▶ [WORK TO BE COMPLETED] Exactly as given, write out the lines from the one containing "each like [532,218]." through the end of the listing, with both ends included and nothing else.

(Stored records)
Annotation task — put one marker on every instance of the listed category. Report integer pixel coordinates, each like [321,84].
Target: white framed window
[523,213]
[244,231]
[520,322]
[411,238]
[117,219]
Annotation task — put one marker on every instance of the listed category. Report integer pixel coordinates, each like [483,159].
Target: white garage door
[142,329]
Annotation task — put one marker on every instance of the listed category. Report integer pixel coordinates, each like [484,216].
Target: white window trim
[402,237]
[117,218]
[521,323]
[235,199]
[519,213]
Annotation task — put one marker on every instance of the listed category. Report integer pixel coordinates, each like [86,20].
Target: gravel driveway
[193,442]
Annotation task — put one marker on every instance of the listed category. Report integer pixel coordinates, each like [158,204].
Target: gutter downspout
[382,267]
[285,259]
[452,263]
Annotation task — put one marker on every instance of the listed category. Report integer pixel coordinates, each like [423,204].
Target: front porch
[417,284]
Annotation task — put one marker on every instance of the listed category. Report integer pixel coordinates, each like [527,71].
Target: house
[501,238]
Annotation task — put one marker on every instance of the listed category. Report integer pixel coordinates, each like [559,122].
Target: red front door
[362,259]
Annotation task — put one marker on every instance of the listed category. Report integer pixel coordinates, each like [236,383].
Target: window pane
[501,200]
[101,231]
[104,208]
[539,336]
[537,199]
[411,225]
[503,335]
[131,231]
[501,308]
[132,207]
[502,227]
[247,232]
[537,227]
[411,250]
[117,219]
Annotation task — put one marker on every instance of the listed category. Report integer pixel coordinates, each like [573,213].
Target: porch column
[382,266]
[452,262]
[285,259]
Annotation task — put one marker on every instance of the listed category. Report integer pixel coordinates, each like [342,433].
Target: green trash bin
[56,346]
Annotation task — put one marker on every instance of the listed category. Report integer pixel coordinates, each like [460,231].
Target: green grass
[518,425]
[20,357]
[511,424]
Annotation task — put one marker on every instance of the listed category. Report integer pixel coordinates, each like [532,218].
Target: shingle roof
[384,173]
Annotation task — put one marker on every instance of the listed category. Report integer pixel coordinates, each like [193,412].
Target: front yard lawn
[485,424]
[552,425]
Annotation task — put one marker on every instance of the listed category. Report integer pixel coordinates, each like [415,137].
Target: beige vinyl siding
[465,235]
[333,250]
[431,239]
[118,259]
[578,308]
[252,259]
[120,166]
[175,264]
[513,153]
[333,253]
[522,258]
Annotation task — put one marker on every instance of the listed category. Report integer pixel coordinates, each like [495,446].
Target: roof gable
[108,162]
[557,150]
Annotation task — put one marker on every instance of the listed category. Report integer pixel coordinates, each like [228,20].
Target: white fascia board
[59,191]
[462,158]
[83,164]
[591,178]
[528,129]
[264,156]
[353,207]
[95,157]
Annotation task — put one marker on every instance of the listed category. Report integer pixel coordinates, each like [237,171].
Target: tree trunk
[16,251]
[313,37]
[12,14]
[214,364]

▶ [REPLY TO THE EXERCISE]
Annotation task — put one marker on every instance of the listed category. Report integer pixel coordinates, each like [532,218].
Target: shingle roof
[384,173]
Annotation task — put one marker on every instance of the listed category. Report integer pixel coordinates, each like [193,412].
Target: front yard lawn
[485,424]
[552,425]
Annotation task — put one marker on every instance of the listed category. Report integer pixel coordinates, each like [415,137].
Target: beige vinyl siding
[465,235]
[333,250]
[431,239]
[118,259]
[578,308]
[252,259]
[120,166]
[175,264]
[513,153]
[333,253]
[522,258]
Annotation task — put one marker on every instance of the listed category. Report integer pixel coordinates, each like [495,446].
Target: roof gable
[108,162]
[557,150]
Annotation task — put one marker on every instance of the listed category. Report integer pixel coordinates, each like [228,20].
Target: white fascia board
[59,191]
[462,158]
[83,164]
[591,178]
[528,129]
[264,156]
[353,207]
[95,157]
Annotation task — put one marker on every instance of the listed category. Report integer pixel coordinates, each like [237,171].
Target: tree trunk
[16,251]
[313,37]
[12,14]
[214,364]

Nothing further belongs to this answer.